◆ Records provided:
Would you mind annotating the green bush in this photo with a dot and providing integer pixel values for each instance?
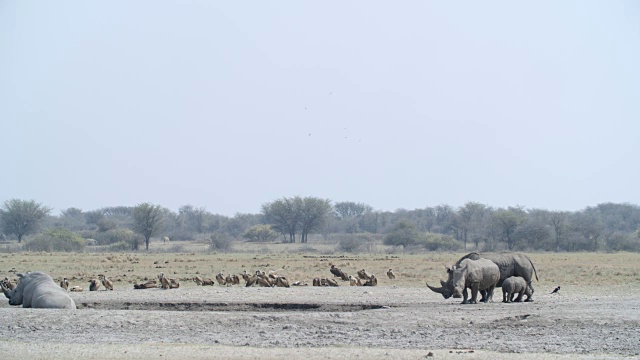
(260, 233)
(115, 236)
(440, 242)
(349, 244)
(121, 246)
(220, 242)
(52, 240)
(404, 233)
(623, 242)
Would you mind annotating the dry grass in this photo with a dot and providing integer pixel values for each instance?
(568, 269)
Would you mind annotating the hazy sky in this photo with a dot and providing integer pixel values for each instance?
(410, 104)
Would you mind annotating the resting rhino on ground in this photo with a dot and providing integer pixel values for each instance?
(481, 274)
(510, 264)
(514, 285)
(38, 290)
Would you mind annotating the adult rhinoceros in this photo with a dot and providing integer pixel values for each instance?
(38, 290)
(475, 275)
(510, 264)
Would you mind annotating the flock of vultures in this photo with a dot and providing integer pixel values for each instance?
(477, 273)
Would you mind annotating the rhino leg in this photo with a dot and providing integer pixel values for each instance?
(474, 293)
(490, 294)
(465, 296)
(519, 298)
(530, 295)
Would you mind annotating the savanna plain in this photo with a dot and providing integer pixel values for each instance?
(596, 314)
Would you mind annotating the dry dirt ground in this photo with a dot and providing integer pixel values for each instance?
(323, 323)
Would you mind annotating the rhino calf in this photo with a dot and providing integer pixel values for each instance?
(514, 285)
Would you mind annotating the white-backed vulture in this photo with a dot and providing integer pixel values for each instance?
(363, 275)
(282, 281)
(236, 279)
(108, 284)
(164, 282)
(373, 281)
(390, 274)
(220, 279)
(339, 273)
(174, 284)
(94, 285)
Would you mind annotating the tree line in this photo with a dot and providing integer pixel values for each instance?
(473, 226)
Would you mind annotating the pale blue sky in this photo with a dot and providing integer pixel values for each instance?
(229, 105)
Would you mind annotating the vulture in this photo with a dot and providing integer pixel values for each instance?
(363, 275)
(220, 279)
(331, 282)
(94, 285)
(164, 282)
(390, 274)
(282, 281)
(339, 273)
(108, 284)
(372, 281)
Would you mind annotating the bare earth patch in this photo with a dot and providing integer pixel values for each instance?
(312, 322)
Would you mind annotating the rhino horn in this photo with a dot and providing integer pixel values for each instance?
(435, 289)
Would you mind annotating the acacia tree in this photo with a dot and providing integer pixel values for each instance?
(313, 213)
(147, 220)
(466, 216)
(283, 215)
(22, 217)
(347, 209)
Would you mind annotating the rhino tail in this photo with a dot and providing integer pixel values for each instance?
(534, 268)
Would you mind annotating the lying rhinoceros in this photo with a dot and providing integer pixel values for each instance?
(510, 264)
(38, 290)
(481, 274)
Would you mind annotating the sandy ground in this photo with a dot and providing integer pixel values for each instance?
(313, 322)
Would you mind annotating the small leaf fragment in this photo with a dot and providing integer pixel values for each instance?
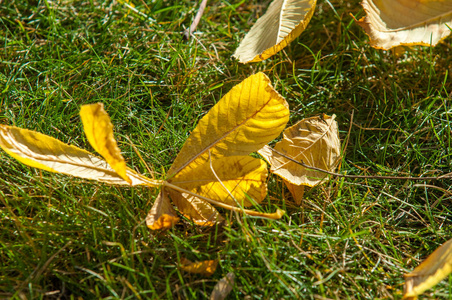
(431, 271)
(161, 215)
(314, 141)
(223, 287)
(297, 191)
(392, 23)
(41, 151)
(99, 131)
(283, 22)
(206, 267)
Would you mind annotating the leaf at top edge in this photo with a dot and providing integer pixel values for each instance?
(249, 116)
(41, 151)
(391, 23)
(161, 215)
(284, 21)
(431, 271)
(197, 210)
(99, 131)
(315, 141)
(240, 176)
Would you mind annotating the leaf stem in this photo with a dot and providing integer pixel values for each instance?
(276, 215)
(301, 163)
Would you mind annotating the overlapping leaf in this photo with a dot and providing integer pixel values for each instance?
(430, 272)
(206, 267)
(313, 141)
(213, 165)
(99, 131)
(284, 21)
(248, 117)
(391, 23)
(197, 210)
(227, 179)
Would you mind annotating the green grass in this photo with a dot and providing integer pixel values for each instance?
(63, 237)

◆ Task brief: Format every row above as a numbered list, skipping blank lines and omitting the pictures.

◆ Output of the exercise:
1. Would you mind annotating the green bush in this photo with a dot and providing integer pixel values for each instance?
2. (260, 233)
3. (115, 236)
4. (440, 242)
5. (349, 244)
6. (121, 246)
7. (220, 242)
8. (52, 240)
9. (404, 233)
10. (623, 242)
11. Would you mind annotating the dry grass in this photo with a dot and providing integer pixel values for each instance?
12. (568, 269)
13. Would you mind annotating the hazy sky in this photo with a dot and providing integer pixel values for each instance?
14. (410, 104)
15. Would you mind annotating the resting rhino on ground in this photo with a dot and providing integer pixel values for each instance?
16. (481, 274)
17. (510, 264)
18. (514, 285)
19. (38, 290)
20. Would you mind annotating the adult rhinoceros in this photo with a dot and providing integer pixel values for each instance?
21. (38, 290)
22. (475, 275)
23. (510, 264)
24. Would you mind annotating the flock of vultures in this photo with a dot and providing integer pixel values for each instance?
25. (477, 273)
26. Would you mind annotating the rhino leg in this photo with a dot and providing integer pixel values for each instance?
27. (474, 293)
28. (490, 294)
29. (465, 296)
30. (519, 298)
31. (530, 295)
32. Would you mind annotating the savanna plain in this photo with a dot and providing integer pixel values for each instance?
33. (596, 314)
34. Would you mind annotating the dry dirt ground in this photo with a dot and providing integer pixel values for each instance?
35. (323, 323)
36. Would you mind annotating the rhino calf in this photo with a dot and providing integer pixel values for each instance?
37. (514, 285)
38. Would you mind annotating the white-backed vulture in this photo with a dot and providing integer pixel values for each instance?
39. (363, 275)
40. (282, 281)
41. (236, 279)
42. (108, 284)
43. (164, 282)
44. (373, 281)
45. (390, 274)
46. (220, 279)
47. (339, 273)
48. (174, 284)
49. (94, 285)
50. Would you mind annotating the tree line in this photo with a dot and providing integer pixel values for each instance?
51. (473, 226)
52. Would you mind annotating the pale blue sky in this photo with a dot and providing integer pixel values for each instance?
53. (229, 105)
54. Would you mind annotating the vulture in this photo with a dot and providing integer pixel values for each instance?
55. (363, 275)
56. (220, 279)
57. (331, 282)
58. (94, 285)
59. (164, 282)
60. (390, 274)
61. (282, 281)
62. (339, 273)
63. (108, 284)
64. (372, 281)
65. Would you mind annotating the bare earth patch in this photo with a dot and providing integer pixel values for each instance?
66. (312, 322)
67. Would you mind annotating the rhino horn in this photo with a dot and providing integer pixel values for each instance?
68. (435, 289)
69. Would you mind annotating the acacia tree in this photo with a dot and providing integer pixel values for each instance?
70. (313, 213)
71. (147, 220)
72. (466, 216)
73. (283, 215)
74. (22, 217)
75. (347, 209)
76. Would you mind annotating the rhino tail in this photo with a dot and providing integer pixel values for each instance?
77. (534, 268)
78. Would you mind annotating the lying rhinoceros in this photo with a dot and providing integer pixel values for each instance?
79. (510, 264)
80. (38, 290)
81. (481, 274)
82. Would you mind annotating the sandy ground in this photo with a dot and providing integer pixel values for each instance?
83. (313, 322)
84. Would you mind annotating the small leaf fragment in this photo with a dot and providing integer pixel values for each instance?
85. (431, 271)
86. (161, 215)
87. (314, 141)
88. (223, 287)
89. (297, 191)
90. (392, 23)
91. (41, 151)
92. (99, 131)
93. (283, 22)
94. (206, 267)
95. Would you mind annotating the leaf at top edge in this photo with a dot and providing integer pixel values for each instance?
96. (249, 116)
97. (41, 151)
98. (391, 23)
99. (161, 215)
100. (284, 21)
101. (431, 271)
102. (197, 210)
103. (99, 131)
104. (315, 141)
105. (240, 176)
106. Would you mind annotating the leaf stem in this photo with a dot and providing integer pixel values for each instance?
107. (276, 215)
108. (301, 163)
109. Would you mind annotating the overlapping leaf in this photo with a dot and providing integer pixel values for each instance?
110. (430, 272)
111. (206, 267)
112. (313, 141)
113. (213, 165)
114. (99, 131)
115. (284, 21)
116. (248, 117)
117. (391, 23)
118. (197, 210)
119. (227, 179)
120. Would you mind annotating the green grass in this photo with a dot and providing integer pixel values for each instance?
121. (63, 237)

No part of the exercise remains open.